- **Source data**
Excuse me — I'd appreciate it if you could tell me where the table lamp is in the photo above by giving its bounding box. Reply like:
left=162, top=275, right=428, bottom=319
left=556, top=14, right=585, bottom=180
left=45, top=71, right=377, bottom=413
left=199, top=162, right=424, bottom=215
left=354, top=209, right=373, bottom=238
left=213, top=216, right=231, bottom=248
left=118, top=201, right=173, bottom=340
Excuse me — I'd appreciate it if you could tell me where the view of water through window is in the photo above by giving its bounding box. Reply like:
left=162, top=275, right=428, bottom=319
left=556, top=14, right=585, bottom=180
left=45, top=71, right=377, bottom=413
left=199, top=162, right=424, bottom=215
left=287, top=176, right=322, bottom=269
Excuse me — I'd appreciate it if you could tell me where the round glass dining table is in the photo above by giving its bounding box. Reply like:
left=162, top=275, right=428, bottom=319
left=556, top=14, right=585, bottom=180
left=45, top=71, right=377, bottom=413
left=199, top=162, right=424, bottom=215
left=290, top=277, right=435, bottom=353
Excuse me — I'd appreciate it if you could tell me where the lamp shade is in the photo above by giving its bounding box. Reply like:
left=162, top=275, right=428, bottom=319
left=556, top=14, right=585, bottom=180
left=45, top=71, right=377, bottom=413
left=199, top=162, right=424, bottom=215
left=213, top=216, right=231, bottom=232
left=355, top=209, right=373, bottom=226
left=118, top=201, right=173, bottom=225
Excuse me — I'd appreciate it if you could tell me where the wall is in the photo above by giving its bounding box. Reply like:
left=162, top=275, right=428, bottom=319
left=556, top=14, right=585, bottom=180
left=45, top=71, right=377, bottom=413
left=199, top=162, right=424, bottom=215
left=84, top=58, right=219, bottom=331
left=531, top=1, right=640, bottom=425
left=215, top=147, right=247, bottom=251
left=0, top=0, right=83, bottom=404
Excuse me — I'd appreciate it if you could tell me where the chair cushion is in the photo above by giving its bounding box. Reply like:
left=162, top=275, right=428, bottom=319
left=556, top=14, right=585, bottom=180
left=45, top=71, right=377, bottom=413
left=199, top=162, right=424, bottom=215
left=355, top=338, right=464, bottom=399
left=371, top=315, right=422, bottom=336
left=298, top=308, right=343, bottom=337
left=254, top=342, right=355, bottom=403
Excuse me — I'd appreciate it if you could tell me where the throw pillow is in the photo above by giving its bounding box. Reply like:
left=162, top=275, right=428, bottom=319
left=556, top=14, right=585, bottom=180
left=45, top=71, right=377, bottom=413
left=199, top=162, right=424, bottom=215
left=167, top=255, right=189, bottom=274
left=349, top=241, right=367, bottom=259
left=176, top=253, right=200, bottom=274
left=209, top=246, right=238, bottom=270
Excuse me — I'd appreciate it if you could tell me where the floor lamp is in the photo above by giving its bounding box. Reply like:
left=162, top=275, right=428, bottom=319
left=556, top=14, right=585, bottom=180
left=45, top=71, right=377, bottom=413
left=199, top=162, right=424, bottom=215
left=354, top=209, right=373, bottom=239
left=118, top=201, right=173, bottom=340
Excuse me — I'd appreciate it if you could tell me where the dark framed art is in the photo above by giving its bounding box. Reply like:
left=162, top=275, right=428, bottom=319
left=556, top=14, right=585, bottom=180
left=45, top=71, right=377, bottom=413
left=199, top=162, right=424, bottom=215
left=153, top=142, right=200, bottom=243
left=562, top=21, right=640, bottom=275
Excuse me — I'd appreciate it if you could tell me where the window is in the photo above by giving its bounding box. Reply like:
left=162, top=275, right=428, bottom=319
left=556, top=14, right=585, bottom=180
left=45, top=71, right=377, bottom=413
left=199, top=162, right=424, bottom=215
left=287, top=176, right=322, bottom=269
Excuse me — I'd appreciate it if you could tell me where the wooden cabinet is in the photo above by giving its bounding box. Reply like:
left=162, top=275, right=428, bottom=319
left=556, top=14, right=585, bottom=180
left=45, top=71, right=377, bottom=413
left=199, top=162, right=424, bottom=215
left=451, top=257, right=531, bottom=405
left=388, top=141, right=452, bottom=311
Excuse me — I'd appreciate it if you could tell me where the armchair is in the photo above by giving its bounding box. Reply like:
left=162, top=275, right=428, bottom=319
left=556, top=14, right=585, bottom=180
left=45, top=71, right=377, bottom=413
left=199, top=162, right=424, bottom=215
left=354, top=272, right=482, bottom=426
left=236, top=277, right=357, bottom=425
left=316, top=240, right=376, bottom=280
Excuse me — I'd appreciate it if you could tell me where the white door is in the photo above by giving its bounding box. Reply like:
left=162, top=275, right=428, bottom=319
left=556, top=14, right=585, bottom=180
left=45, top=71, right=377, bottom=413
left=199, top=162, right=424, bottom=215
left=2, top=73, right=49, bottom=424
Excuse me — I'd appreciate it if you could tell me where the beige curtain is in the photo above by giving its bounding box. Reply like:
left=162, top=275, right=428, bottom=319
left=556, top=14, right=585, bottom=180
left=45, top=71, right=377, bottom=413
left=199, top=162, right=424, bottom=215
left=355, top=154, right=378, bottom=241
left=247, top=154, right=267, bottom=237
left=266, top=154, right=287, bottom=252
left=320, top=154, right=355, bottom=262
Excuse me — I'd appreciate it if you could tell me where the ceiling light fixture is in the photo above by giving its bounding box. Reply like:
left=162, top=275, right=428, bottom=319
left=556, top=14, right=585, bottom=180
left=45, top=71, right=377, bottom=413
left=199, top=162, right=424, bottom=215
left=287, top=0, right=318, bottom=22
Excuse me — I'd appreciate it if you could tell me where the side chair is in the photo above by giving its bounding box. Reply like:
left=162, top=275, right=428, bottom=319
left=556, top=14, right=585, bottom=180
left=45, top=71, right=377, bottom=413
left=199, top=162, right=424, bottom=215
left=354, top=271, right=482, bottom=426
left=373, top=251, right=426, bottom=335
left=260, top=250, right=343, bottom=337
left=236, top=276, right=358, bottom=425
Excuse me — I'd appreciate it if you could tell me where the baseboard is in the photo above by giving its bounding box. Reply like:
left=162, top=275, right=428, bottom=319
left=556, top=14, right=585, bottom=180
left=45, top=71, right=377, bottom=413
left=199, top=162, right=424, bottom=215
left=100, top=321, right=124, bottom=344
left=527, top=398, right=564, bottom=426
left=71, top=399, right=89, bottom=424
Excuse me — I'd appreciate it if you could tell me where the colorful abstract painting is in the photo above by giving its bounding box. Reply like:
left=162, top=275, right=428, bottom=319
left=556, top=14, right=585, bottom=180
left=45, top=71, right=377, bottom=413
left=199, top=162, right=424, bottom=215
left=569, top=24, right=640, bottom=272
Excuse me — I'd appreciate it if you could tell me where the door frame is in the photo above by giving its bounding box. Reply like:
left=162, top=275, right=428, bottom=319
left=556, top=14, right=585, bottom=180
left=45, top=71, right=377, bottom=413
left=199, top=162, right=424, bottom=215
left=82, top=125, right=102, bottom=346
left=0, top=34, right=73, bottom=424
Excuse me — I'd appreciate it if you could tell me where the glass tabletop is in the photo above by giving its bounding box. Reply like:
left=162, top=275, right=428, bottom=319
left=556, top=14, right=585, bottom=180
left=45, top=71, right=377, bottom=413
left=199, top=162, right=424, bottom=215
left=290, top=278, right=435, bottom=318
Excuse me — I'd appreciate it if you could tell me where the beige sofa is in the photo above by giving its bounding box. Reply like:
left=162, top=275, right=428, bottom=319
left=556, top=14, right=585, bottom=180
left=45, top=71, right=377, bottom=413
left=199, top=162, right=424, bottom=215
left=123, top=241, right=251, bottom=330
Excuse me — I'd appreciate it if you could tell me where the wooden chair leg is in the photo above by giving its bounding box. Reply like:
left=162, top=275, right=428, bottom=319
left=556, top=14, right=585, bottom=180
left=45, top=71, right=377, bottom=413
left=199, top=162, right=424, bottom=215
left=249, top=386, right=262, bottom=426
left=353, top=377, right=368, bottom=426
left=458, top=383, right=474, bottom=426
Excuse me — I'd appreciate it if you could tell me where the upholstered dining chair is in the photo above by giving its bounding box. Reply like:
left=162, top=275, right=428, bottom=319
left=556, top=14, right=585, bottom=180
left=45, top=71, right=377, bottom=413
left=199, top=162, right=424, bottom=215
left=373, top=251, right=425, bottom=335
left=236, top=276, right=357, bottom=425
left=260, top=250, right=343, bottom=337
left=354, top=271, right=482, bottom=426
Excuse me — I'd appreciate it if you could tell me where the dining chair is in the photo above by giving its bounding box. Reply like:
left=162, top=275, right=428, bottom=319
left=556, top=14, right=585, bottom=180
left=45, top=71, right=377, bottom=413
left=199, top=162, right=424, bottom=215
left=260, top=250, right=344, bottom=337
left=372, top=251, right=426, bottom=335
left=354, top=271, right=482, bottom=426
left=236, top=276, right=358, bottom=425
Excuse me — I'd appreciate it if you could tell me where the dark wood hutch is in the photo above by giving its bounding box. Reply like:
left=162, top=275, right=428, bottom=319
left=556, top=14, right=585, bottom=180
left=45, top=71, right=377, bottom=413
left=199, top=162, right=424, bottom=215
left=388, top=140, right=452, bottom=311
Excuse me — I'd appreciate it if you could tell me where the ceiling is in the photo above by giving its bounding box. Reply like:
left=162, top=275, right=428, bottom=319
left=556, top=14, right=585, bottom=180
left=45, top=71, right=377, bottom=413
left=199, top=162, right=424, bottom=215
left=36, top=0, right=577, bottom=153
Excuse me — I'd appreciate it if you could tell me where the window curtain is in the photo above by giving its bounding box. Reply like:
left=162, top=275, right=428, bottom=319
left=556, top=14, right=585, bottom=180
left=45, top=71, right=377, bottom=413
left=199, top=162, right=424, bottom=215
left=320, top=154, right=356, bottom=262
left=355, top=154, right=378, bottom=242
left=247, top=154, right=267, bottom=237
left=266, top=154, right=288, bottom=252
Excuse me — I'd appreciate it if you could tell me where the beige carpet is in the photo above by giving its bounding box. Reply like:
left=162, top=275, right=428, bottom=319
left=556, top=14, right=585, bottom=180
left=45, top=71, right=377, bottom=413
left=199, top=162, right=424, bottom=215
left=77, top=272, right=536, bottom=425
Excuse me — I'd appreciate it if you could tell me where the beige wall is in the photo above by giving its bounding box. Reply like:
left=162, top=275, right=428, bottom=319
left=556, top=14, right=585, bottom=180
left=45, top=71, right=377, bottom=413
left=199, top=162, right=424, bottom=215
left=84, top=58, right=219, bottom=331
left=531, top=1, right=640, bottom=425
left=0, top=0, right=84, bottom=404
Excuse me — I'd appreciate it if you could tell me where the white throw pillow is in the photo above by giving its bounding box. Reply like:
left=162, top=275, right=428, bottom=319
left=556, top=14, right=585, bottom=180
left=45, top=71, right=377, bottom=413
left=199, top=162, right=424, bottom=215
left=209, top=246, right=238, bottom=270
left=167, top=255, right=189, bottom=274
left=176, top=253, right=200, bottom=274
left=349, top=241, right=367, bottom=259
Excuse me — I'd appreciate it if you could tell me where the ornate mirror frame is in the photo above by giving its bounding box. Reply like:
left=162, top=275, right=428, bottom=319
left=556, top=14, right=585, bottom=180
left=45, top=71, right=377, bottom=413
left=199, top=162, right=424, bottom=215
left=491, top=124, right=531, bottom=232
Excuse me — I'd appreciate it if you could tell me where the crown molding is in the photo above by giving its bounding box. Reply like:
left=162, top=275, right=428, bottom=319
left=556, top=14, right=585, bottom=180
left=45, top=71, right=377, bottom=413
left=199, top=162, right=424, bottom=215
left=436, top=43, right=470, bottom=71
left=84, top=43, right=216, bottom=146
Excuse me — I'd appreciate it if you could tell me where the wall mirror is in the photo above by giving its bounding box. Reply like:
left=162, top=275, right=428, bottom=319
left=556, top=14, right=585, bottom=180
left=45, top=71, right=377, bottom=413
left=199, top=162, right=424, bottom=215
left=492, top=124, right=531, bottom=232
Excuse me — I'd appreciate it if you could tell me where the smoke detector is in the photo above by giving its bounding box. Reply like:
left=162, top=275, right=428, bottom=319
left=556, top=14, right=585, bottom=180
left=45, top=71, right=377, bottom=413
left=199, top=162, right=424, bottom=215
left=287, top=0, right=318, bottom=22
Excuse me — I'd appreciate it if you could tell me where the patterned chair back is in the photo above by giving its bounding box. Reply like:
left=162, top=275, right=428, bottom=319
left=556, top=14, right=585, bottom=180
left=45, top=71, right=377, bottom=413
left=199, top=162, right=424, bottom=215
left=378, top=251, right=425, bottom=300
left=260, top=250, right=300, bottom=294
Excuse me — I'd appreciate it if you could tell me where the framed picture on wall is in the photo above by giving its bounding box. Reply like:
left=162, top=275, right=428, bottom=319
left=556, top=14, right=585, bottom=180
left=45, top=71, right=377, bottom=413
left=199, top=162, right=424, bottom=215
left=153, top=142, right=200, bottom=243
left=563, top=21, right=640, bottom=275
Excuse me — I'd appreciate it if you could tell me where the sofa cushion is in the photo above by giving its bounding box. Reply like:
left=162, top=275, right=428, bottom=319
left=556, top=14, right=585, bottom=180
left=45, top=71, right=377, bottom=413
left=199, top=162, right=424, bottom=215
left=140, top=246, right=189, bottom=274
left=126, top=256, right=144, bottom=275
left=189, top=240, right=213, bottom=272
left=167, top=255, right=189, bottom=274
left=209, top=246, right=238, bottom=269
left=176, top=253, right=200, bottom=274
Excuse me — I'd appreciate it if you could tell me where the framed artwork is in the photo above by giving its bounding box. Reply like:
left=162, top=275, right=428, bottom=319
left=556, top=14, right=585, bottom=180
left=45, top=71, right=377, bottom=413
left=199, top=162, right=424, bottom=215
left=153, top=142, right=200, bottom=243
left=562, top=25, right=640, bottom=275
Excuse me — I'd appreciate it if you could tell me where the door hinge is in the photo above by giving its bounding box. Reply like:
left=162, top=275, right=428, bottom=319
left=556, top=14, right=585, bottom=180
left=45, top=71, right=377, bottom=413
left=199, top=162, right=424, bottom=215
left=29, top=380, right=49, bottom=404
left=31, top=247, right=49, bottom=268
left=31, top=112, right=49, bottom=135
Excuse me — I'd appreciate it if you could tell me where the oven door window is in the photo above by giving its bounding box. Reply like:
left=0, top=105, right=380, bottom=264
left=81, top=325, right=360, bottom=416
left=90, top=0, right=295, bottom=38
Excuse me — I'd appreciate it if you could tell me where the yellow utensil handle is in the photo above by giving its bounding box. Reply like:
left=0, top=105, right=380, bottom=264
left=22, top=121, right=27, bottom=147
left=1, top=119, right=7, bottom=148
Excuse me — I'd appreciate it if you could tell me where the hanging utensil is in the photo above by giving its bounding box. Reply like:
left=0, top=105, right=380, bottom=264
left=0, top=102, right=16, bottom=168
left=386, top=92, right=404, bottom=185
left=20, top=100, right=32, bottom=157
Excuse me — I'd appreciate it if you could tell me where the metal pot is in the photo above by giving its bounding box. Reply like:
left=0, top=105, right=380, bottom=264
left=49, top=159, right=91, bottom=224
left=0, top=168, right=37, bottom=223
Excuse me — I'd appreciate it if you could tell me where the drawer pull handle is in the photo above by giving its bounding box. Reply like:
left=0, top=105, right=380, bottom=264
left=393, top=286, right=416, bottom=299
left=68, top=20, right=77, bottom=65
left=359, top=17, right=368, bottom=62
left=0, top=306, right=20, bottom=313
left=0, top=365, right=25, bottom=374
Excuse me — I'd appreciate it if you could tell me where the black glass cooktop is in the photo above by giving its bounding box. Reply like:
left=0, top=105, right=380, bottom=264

- **Goal**
Give the stretch of lines from the one containing "where the yellow" through the one containing "left=20, top=100, right=32, bottom=157" again, swapping "utensil" for "implement" and leaving everything else unchanged.

- **Task response**
Excuse me — I'd appreciate it if you could tell me where the yellow implement handle is in the photo above by giving its bounding box. Reply like:
left=0, top=105, right=380, bottom=264
left=22, top=121, right=27, bottom=147
left=1, top=119, right=7, bottom=148
Excuse me — I'd appreciate it if you could tell me where the hanging implement is in the photo above by giving its bounding box. Reply like:
left=0, top=105, right=380, bottom=264
left=0, top=102, right=16, bottom=168
left=386, top=92, right=404, bottom=185
left=20, top=100, right=32, bottom=157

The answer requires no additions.